What does smoking peyote in a Native American sacrament have to do with a Roman Catholic adoption agency in Philadelphia?

Quite a lot, according to Albany Law Professor Vin Bonventre.

A little background:

In a case called “Fulton v. City of Philadelphia”, Catholic Social Services argued before the Supreme Court this week that the Constitution gives it the right to opt out of the nondiscrimination requirement – specifically, it’s entitled to discriminate against potential foster parents on the basis of sexual orientation.

According to Bonventre, the Justice Robert H. Jackson distinguished professor of law at Albany Law School, and author of the New York Court Watcher Blog, the precedent that Supreme Court justices will be looking at to inform their decision-making in this case was written in 1990 by the late Antonin Scalia. The case is called “Department of Human Resources of Oregon v. Smith.”

Smith, in this case, was Alfred Smith who was fired from his job as a private drug rehabilitation counselor for ingesting peyote as part of a Native American Church sacrament.

When Smith and his colleague, who was also fired, applied for unemployment benefits, the Oregon State Division of Employment denied their request for benefits because they had violated a state criminal statute. 

Smith sued. 

The state appellate court reversed the denial of benefits, finding that the denial violated their First Amendment right to the free exercise of religion. The state supreme court affirmed the appellate court. 

The case went back and forth, but ultimately it landed back at the Supreme Court, which was asked to rule on this question: Can a state deny unemployment benefits to a worker fired for using illegal drugs for religious purposes?

Justice Antonin Scalia, writing for the majority, said yes it can.  

According to Employment Division v. Smith, allowing exceptions to every state law or regulation affecting religion "would open the prospect of constitutionally required exemptions from civic obligations of almost every conceivable kind."

“Scalia cited as examples compulsory military service, payment of taxes, vaccination requirements, and child-neglect laws,” according to Oyez.com.

Fast forward to the Fulton Case, which Bonventre told Capital Tonight should have been a slam dunk in favor of Catholic Social Services, since the court has a conservative majority; the only fly in the ointment is the Scalia decision in the Smith case.

In that precedent-setting case, Scalia changed religious free exercise law “dramatically” by ruling that generally applicable laws not targeting specific religious practices do not violate the free exercise clause of the First Amendment. 

Under this precedent, Catholic Social Services’ argument may not be able to withstand scrutiny. 

The court’s rulings typically come out in the spring.

☆ ☆ ☆ ☆ ☆ ☆ ☆

» ABOUT THIS EXERCISE: Reproduce word for word the portion of the Fulton case article starting at "In that precedent-setting" and ending at "to withstand scrutiny.". These entries have no connection to the Fulton case article.

» Saved entries:
☆ ☆ ☆ ☆ ☆ ☆ ☆

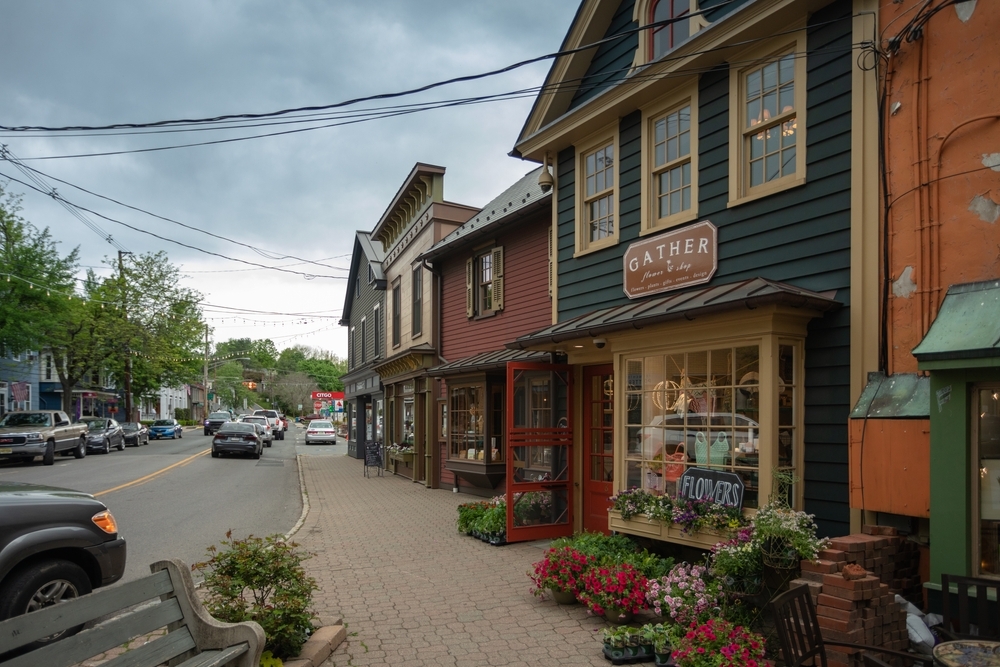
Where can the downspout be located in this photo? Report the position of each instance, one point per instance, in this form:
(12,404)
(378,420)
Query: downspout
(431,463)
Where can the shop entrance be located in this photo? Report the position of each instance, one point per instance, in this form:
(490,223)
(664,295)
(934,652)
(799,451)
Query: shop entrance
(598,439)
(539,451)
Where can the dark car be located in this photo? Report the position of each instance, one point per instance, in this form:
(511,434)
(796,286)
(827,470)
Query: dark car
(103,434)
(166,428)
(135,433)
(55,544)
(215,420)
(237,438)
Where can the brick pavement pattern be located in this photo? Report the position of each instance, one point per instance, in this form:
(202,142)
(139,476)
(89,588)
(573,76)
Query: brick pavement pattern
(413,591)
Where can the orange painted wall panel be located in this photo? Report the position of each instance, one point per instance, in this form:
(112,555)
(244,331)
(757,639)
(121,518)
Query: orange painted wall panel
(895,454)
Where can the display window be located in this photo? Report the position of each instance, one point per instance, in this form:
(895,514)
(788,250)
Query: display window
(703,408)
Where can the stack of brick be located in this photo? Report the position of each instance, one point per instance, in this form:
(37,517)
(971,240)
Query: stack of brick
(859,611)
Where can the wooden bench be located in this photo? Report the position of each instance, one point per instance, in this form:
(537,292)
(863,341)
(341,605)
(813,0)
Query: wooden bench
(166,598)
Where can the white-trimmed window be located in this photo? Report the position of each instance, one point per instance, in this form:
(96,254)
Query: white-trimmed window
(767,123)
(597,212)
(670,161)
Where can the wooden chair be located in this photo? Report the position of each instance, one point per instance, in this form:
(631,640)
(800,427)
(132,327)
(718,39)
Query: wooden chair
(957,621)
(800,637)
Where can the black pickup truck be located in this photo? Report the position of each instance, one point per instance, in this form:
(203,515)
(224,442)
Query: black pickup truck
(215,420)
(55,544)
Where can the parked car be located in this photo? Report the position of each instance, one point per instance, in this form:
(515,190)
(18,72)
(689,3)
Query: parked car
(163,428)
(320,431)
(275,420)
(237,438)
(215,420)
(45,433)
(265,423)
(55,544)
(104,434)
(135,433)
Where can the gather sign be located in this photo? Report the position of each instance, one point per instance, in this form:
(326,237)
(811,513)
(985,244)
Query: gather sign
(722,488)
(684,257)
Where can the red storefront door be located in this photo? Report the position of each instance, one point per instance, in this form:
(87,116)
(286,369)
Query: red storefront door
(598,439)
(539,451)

☆ ☆ ☆ ☆ ☆ ☆ ☆

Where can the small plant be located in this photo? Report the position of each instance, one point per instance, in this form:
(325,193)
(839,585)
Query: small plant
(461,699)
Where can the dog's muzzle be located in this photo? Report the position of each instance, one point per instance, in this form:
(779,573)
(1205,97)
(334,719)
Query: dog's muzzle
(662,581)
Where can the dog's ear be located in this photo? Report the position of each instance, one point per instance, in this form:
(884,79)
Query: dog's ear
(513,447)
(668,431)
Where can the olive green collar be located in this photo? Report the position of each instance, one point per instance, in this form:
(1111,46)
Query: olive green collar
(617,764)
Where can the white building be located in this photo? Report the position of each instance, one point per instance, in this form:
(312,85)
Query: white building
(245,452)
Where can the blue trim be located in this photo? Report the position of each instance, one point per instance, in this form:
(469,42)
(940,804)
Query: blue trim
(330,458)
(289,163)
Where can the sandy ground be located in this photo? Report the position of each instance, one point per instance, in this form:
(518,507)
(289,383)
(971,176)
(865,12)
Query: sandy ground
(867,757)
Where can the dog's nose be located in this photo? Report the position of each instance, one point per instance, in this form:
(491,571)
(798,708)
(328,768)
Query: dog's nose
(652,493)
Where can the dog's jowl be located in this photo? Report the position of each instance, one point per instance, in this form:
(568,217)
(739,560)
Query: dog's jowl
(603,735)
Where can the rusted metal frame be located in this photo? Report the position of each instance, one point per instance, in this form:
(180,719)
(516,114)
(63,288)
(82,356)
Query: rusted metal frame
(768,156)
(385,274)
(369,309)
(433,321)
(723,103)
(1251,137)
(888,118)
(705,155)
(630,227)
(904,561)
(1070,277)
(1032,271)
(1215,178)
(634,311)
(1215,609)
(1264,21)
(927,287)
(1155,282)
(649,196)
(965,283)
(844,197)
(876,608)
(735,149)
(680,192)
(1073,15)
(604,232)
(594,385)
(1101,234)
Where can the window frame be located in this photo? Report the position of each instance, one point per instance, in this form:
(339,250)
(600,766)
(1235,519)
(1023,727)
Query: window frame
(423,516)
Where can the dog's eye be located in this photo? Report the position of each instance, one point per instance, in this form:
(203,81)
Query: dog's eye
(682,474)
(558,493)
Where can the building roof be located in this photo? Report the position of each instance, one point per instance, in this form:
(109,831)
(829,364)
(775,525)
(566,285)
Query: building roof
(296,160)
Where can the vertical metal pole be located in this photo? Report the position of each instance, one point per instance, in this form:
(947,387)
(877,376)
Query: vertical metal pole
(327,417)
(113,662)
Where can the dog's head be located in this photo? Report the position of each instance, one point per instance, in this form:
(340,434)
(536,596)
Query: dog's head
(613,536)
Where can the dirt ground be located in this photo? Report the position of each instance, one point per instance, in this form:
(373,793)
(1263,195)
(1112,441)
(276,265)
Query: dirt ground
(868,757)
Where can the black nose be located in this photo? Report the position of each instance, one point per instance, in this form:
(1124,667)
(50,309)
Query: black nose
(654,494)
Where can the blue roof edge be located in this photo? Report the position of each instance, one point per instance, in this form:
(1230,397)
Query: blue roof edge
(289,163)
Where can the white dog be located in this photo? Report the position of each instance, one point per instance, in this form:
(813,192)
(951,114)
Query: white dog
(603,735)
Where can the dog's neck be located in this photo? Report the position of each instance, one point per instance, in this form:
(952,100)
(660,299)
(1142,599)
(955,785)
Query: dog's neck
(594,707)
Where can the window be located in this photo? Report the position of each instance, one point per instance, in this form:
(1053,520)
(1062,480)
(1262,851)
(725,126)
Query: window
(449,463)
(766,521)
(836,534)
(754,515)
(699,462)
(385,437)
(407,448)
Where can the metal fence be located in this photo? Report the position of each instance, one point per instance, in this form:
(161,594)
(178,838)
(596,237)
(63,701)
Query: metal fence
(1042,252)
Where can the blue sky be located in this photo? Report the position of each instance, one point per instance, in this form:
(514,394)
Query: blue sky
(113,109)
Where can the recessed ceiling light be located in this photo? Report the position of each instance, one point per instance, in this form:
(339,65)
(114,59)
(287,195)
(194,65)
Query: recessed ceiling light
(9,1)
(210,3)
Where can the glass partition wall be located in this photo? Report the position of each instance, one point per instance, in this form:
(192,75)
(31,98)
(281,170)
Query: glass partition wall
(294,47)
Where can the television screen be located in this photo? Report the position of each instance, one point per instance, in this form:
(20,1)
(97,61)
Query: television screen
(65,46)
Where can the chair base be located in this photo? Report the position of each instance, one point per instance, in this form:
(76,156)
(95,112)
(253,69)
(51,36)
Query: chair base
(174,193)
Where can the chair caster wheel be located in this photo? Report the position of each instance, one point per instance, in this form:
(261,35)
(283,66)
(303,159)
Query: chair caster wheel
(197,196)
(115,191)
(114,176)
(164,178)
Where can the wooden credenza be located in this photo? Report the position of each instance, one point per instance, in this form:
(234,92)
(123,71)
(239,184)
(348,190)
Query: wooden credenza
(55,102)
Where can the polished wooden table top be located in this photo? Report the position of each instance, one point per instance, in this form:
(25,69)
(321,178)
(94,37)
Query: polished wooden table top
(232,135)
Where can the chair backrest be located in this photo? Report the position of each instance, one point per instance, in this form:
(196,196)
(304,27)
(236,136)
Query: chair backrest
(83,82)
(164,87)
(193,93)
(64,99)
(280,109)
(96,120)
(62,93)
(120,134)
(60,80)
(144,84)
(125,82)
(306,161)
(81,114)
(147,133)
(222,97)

☆ ☆ ☆ ☆ ☆ ☆ ☆

» RESPONSE TO THIS TASK:
In that precedent-setting case, Scalia changed religious free exercise law “dramatically” by ruling that generally applicable laws not targeting specific religious practices do not violate the free exercise clause of the First Amendment. 

Under this precedent, Catholic Social Services’ argument may not be able to withstand scrutiny.